Begin with the first line of the entries below and reproduce each line exactly, ending with the line that holds "Trace the outline".

## Dataset records
--- START ---

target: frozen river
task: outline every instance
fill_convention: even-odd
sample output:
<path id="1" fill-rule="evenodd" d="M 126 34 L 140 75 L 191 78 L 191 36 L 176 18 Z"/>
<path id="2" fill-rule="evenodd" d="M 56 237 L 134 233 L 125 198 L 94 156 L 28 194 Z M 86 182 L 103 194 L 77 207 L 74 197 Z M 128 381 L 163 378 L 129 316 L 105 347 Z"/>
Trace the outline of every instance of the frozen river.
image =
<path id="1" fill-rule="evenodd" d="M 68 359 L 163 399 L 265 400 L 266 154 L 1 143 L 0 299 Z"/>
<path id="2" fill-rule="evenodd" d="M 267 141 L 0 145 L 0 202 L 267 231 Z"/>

--- END ---

## Completed exercise
target: frozen river
task: outline every instance
fill_convention: even-odd
sample output:
<path id="1" fill-rule="evenodd" d="M 126 34 L 140 75 L 191 78 L 191 36 L 176 18 Z"/>
<path id="2" fill-rule="evenodd" d="M 56 237 L 134 233 L 125 198 L 94 156 L 28 194 Z M 86 182 L 103 194 L 77 207 L 74 197 Z M 128 381 L 163 378 L 129 316 L 105 347 Z"/>
Trace the outline of every instance of the frozen river.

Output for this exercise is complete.